** Opening Input block **

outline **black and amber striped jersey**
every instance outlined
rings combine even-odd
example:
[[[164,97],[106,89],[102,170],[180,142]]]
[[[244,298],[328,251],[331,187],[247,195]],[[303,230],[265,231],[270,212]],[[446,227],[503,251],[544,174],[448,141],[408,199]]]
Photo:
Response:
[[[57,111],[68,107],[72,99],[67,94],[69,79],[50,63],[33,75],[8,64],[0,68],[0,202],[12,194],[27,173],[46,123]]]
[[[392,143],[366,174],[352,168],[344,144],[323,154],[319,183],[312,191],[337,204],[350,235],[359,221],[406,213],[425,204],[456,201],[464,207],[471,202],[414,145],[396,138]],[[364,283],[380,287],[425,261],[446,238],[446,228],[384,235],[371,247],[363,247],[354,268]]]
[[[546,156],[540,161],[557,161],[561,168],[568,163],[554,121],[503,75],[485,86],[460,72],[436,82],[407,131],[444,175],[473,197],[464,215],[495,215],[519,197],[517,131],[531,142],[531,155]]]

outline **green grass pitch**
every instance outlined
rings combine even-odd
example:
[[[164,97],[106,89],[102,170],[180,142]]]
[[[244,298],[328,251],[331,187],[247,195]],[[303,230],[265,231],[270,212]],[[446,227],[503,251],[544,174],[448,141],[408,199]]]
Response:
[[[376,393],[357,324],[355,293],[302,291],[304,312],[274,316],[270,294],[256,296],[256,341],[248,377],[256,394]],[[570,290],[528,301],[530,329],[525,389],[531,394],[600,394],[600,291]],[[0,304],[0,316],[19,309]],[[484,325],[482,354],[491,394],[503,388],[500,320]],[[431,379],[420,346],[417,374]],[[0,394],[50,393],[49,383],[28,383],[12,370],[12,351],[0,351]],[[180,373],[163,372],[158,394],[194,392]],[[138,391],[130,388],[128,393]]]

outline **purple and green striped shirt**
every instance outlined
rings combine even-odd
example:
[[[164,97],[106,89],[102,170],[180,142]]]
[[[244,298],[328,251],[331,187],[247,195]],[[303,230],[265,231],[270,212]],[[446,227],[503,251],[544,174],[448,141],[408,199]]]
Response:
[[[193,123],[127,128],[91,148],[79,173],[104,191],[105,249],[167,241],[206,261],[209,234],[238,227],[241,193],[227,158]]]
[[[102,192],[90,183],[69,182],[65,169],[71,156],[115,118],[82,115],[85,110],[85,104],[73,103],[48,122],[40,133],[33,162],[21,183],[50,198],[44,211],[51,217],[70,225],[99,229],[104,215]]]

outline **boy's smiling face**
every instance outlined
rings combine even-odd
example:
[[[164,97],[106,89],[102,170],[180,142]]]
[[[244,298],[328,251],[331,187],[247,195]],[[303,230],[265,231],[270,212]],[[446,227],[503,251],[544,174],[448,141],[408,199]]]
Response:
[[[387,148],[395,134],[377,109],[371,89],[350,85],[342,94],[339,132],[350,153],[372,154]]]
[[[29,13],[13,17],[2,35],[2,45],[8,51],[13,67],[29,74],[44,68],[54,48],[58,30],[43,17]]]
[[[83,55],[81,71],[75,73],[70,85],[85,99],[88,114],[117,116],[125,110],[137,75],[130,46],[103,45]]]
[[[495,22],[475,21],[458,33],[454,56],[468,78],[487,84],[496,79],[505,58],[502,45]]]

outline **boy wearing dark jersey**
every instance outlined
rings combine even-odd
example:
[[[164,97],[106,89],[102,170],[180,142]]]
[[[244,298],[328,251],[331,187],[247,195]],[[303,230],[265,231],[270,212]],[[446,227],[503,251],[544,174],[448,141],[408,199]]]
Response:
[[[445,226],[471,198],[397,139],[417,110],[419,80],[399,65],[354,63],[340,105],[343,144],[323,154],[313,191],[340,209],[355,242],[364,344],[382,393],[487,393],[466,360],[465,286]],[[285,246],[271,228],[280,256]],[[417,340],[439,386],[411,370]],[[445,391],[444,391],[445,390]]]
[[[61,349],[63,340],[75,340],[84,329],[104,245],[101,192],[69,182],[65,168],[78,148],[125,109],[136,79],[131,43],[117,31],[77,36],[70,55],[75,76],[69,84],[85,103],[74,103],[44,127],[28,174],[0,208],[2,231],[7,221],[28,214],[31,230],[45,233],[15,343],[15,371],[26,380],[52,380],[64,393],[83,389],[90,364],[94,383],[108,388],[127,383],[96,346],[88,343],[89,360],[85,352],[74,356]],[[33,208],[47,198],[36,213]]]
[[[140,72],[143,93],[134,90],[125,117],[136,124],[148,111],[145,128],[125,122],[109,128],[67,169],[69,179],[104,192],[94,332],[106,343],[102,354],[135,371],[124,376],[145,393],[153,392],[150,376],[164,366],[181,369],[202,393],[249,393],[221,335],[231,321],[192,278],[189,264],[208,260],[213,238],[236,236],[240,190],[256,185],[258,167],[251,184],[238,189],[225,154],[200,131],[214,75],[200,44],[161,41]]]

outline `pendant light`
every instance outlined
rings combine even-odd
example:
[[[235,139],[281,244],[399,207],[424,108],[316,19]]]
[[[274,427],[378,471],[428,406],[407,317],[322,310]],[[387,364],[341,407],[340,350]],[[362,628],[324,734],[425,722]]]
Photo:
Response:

** Closing Input block **

■ **Problem requirements**
Once the records are read, print each of them exactly as written.

■ **Response to the task**
outline **black and amber striped jersey**
every instance outlined
rings combine even-odd
example:
[[[164,97],[106,89],[102,170],[180,142]]]
[[[244,298],[328,251],[331,187],[247,195]],[[303,230],[265,231],[270,212]],[[446,227],[503,251],[544,174],[448,141],[408,199]]]
Photo:
Response:
[[[57,111],[68,107],[72,99],[67,94],[69,79],[50,63],[33,75],[8,64],[0,68],[0,202],[12,194],[27,173],[46,123]]]
[[[392,143],[366,174],[352,168],[344,144],[323,154],[319,183],[312,191],[337,204],[350,235],[359,221],[406,213],[425,204],[456,201],[464,207],[471,202],[414,145],[396,138]],[[364,283],[380,287],[425,261],[446,238],[446,228],[384,235],[371,247],[363,247],[354,268]]]
[[[546,156],[540,161],[557,161],[561,168],[568,163],[554,121],[503,75],[485,86],[460,72],[436,82],[407,131],[444,175],[473,197],[464,215],[495,215],[519,197],[517,131],[531,142],[531,155]]]

outline **green grass pitch**
every instance outlined
rings combine even-odd
example:
[[[164,97],[106,89],[102,170],[180,142]]]
[[[244,298],[328,251],[331,187],[247,195]],[[303,230],[265,231],[270,212]],[[446,227],[503,251],[544,174],[448,141],[408,199]]]
Response:
[[[376,393],[357,324],[355,293],[302,291],[304,312],[274,316],[270,294],[256,296],[256,341],[248,377],[256,394]],[[570,290],[528,301],[530,329],[525,389],[531,394],[600,394],[600,291]],[[0,304],[0,316],[19,309]],[[484,325],[482,354],[491,394],[503,388],[500,320]],[[431,379],[420,346],[417,374]],[[0,394],[50,393],[49,383],[28,383],[12,370],[12,351],[0,351]],[[180,373],[163,372],[158,394],[194,392]],[[138,391],[130,388],[128,393]]]

outline **purple and green striped shirt**
every instance outlined
rings combine even-odd
example:
[[[164,97],[106,89],[102,170],[180,142]]]
[[[244,298],[328,251],[331,187],[247,195]],[[303,230],[265,231],[270,212]],[[446,227],[503,251],[544,174],[448,141],[408,199]]]
Response:
[[[193,123],[127,128],[91,148],[79,173],[104,191],[105,249],[167,241],[206,261],[209,234],[238,227],[241,193],[227,158]]]
[[[102,192],[90,183],[69,182],[65,169],[71,156],[115,118],[82,115],[85,110],[85,104],[73,103],[48,122],[40,133],[33,162],[21,183],[50,198],[44,211],[51,217],[70,225],[99,229],[104,215]]]

outline **boy's smiling face**
every instance outlined
rings combine even-odd
example:
[[[164,97],[106,89],[102,170],[180,142]]]
[[[244,298],[328,251],[331,187],[247,195]],[[303,230],[265,231],[270,212]],[[446,227],[503,251],[544,174],[448,141],[408,199]]]
Response:
[[[387,148],[395,134],[377,109],[371,89],[350,85],[342,94],[339,132],[350,153],[372,154]]]
[[[29,13],[13,17],[2,35],[2,45],[8,51],[13,67],[29,74],[44,68],[54,48],[58,30],[43,17]]]
[[[83,55],[81,71],[75,73],[70,85],[85,99],[88,114],[117,116],[125,110],[137,75],[130,46],[103,45]]]
[[[495,22],[475,21],[458,33],[454,56],[468,78],[487,84],[496,79],[505,58],[502,45]]]

outline **boy wearing dark jersey**
every instance outlined
rings combine even-odd
example:
[[[164,97],[106,89],[102,170],[180,142]]]
[[[244,298],[328,251],[331,187],[247,195]],[[303,230],[265,231],[270,212]],[[446,227],[503,251],[544,174],[448,141],[408,199]]]
Response:
[[[445,226],[471,198],[397,139],[417,110],[419,80],[399,65],[354,63],[340,105],[343,144],[323,154],[313,191],[340,209],[355,242],[364,344],[382,393],[487,393],[466,360],[465,286]],[[285,246],[271,228],[280,256]],[[417,340],[439,386],[411,370]],[[445,391],[444,391],[445,390]]]
[[[61,349],[63,340],[75,340],[84,329],[104,245],[101,192],[69,182],[65,168],[78,148],[125,109],[136,79],[131,43],[117,31],[77,36],[70,55],[75,76],[69,84],[85,103],[74,103],[44,127],[28,174],[0,208],[2,231],[7,221],[28,214],[31,230],[45,233],[15,343],[15,371],[26,380],[52,380],[64,393],[83,389],[90,364],[94,383],[108,388],[127,383],[96,346],[88,343],[89,360],[85,352],[74,356]],[[33,208],[47,198],[36,213]]]
[[[140,72],[143,93],[134,90],[125,117],[136,124],[148,111],[145,128],[125,122],[109,128],[67,169],[69,179],[104,192],[94,332],[106,343],[102,354],[135,371],[124,376],[145,393],[153,392],[150,376],[164,366],[181,369],[202,393],[249,393],[221,335],[231,321],[192,278],[189,264],[208,260],[213,238],[236,236],[240,190],[256,185],[258,167],[251,184],[238,189],[225,154],[200,131],[214,75],[200,44],[161,41]]]

outline `pendant light`
every instance outlined
rings combine even-odd
example:
[[[235,139],[281,244],[399,207],[424,108],[316,19]]]
[[[274,427],[378,471],[428,406],[407,317],[322,310]],[[387,364],[341,407],[340,350]],[[362,628],[324,734],[425,722]]]
Photo:
Response:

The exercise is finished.